**REQUIRED WORK:** Gather every line of the entries that contains the word "noun".

(begin)

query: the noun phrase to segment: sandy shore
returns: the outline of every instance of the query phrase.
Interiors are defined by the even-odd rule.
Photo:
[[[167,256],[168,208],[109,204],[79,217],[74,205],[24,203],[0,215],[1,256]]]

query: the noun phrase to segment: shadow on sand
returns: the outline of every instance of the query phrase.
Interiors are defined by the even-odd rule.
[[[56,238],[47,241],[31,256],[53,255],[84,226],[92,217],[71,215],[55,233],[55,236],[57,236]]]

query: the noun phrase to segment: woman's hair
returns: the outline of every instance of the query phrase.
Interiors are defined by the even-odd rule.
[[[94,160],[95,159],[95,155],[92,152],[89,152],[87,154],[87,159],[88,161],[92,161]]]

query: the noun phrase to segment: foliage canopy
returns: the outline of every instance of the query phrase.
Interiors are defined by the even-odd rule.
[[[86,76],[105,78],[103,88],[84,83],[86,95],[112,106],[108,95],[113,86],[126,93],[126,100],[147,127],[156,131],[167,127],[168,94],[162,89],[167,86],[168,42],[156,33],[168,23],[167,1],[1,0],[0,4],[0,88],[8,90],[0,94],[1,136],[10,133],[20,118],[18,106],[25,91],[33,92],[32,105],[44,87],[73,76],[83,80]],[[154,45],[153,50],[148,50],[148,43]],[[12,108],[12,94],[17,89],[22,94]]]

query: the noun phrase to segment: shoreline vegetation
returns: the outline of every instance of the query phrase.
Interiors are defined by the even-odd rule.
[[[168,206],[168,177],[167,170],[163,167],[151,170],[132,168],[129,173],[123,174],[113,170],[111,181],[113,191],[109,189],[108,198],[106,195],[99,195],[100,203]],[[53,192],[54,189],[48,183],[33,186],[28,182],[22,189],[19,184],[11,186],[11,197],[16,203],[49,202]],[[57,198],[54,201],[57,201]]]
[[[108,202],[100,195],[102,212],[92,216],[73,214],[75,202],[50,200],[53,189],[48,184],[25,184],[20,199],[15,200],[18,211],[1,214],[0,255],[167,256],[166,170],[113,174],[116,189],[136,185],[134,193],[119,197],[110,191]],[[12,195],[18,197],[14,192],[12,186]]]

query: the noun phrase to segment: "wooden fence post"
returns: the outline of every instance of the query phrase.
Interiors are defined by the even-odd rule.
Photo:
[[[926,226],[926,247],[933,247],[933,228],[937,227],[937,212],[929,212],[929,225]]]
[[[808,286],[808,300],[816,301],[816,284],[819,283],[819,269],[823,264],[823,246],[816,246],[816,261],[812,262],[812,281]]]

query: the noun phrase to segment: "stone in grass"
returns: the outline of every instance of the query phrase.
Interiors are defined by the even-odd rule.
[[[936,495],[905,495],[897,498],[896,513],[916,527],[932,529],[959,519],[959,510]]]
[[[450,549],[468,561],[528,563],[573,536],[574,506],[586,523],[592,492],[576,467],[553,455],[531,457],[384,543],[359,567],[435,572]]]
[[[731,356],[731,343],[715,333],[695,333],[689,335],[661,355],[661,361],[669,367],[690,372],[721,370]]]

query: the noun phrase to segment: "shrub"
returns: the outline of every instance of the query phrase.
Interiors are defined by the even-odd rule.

(end)

**THE REPLY:**
query: the noun phrase to segment: sandy shore
query: the noun phrase to segment: shadow on sand
query: the noun phrase to segment: woman's hair
query: the noun phrase to segment: foliage canopy
query: the noun phrase to segment: shoreline vegetation
query: the noun phrase to segment: "wooden fence post"
query: the noun phrase to segment: "stone in grass"
query: the noun phrase to segment: "shrub"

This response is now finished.